## EXTRACT
# # #

Such forced conversions are becoming increasingly common in post-Saddam Iraq, extending beyond the 2014 capture and enslavement of Yazidis, and not only because of the violence of ISIS militants. Under Saddam, Christians were largely left alone. Now, says Tagi, churches and Christian communities have come under violent attack because of Shiite rule, Islamist militancy, and Al-Qaeda’s revitalization. Many Christians have faced torture, especially by ISIS militants, who beat them when they could not repeat passages from the Koran.

Unsurprisingly, then, Christians have fled the country in droves: over 1 million have sought sanctuary either in the West or in the country’s more tolerant Kurdish areas, leaving a mere 500,000 Christians in Iraq struggling for survival. Thousands who escaped ISIS in 2014 now live in semi-permanent camps, knowing they may never return home. And while most continue to resist conversion, more and more are starting to give in.

# # #

## MATERIAL PROVIDED
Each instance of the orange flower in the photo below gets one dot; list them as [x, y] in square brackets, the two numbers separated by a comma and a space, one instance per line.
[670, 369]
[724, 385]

# # #

## WORK TO COMPLETE
In the passage above on Christians in Iraq, condense the paragraph beginning "Unsurprisingly, then, Christians have fled" into a short bulleted list that keeps its main facts.

## RESULT OF THE EXERCISE
- More than 1 million Christians have fled, either to the West or to Iraq's more tolerant Kurdish areas.
- Only about 500,000 Christians remain in Iraq, struggling to survive.
- Thousands who escaped ISIS in 2014 live in semi-permanent camps and may never return home.
- Most still resist conversion, but a growing number are giving in.